**INSTRUCTIONS TO FOLLOW**:
Take the line containing "For each instance of the utility" and every line after it in the data below, and print them exactly as given, with nothing else.

**Entries taken from a collection**:
[Start of Attachment]
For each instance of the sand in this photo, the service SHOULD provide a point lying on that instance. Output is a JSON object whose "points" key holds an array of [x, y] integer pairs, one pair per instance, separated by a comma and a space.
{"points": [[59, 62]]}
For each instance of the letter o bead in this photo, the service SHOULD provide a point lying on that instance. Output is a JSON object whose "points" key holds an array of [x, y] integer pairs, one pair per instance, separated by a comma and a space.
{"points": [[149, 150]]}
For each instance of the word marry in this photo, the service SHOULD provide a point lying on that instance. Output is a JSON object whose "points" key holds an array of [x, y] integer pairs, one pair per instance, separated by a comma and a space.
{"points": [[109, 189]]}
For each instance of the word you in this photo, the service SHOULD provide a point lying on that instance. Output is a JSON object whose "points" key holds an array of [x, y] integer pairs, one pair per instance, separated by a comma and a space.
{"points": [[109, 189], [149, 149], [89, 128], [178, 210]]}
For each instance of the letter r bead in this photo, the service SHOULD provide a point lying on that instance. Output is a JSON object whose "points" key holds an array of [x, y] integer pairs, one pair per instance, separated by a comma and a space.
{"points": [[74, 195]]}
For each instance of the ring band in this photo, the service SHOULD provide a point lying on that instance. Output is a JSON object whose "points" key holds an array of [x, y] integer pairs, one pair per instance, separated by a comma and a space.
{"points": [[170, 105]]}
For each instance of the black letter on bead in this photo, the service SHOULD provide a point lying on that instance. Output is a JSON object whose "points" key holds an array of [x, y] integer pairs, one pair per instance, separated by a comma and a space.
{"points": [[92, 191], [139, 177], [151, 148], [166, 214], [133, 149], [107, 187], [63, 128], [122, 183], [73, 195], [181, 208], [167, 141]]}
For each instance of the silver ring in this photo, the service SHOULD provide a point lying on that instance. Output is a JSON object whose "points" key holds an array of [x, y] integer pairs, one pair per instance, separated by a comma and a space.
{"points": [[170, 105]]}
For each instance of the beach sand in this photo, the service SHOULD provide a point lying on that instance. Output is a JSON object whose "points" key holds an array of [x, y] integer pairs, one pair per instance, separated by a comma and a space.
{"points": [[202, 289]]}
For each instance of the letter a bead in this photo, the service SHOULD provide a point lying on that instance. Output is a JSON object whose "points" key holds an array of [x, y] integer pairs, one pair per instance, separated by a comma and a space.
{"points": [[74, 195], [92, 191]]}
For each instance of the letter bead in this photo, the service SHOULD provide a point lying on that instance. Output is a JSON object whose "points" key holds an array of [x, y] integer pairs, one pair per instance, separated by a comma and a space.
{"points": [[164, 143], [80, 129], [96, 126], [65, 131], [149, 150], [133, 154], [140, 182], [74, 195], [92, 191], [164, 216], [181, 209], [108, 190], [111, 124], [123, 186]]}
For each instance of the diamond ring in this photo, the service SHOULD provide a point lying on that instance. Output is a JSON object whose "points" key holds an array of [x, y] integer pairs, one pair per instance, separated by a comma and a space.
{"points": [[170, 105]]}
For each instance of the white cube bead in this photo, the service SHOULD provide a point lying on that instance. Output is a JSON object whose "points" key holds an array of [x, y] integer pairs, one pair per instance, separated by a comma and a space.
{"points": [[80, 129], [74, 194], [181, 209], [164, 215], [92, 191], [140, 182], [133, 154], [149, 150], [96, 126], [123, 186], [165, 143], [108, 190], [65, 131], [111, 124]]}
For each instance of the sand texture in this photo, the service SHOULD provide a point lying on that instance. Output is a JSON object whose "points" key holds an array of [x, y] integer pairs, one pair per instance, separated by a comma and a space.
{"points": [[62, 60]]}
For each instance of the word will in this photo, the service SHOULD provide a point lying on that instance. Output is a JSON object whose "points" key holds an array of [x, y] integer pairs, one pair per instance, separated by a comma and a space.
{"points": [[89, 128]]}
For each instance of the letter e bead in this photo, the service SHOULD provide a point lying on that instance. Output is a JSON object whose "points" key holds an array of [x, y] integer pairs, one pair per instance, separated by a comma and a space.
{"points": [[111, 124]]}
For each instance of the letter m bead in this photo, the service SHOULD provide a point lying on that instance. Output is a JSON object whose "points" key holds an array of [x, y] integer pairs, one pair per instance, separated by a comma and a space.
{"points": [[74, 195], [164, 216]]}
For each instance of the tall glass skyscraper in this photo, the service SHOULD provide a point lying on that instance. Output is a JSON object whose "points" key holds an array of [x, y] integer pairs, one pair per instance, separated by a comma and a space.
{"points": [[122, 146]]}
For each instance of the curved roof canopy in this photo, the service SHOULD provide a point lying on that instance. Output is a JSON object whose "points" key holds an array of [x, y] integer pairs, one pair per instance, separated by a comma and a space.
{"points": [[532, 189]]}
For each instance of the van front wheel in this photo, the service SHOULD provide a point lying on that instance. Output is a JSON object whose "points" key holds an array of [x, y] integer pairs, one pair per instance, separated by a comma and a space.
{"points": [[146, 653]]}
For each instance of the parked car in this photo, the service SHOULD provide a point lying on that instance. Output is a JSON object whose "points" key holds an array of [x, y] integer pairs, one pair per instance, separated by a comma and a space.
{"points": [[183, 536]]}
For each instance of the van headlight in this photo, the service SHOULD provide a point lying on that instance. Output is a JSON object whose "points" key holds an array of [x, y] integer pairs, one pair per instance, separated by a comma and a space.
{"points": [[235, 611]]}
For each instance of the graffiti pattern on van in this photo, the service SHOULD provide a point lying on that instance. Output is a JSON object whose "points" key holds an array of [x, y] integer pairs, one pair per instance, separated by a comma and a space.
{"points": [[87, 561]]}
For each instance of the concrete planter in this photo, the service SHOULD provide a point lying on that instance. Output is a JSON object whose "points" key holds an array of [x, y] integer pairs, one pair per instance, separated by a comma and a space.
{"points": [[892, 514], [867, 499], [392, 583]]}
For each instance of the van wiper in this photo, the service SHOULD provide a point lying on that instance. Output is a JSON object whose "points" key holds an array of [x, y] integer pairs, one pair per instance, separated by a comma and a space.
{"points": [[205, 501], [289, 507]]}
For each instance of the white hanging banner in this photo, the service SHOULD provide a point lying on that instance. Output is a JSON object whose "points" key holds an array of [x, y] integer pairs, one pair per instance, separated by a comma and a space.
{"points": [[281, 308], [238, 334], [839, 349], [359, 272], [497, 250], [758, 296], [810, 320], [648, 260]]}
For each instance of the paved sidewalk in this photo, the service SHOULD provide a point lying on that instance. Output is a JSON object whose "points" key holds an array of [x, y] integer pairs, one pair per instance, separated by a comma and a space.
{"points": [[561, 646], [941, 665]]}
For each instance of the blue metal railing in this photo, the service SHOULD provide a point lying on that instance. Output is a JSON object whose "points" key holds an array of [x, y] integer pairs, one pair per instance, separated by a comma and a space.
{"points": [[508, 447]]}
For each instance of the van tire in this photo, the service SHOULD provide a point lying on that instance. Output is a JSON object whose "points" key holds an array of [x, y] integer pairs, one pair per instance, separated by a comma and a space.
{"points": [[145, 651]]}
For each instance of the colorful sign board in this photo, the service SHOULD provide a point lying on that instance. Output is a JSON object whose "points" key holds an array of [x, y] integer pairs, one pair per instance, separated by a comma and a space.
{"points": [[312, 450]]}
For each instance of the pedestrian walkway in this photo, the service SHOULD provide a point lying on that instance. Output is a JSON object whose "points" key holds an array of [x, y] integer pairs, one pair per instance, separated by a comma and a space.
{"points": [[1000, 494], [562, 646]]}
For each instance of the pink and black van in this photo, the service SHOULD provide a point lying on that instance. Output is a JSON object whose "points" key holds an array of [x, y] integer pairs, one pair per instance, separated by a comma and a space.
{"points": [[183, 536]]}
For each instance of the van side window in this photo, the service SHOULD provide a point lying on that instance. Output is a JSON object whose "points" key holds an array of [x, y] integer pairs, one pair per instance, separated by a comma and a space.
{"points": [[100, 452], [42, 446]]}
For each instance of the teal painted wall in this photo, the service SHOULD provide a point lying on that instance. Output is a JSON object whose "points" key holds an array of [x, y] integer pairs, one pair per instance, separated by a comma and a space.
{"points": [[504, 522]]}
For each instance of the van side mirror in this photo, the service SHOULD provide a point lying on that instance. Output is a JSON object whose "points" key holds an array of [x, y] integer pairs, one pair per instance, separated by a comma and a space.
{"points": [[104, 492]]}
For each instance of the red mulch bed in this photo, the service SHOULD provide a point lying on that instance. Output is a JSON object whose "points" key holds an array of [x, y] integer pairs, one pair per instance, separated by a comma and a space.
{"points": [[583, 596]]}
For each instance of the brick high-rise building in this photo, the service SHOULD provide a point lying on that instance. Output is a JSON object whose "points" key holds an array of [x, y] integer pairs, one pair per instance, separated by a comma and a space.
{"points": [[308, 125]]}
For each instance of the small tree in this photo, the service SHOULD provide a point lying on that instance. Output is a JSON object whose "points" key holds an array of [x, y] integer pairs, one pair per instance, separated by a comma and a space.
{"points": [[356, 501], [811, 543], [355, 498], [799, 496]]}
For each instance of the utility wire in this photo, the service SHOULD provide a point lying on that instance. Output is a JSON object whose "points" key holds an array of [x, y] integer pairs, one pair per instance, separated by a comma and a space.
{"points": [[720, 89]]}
[End of Attachment]
**ANSWER TO THIS PROBLEM**:
For each instance of the utility wire in this photo, the service SHOULD provide a point lying on that instance. Output is a JSON object whose "points" key holds an array of [x, y] integer pairs, one pair per instance, separated by a comma and a space.
{"points": [[720, 89]]}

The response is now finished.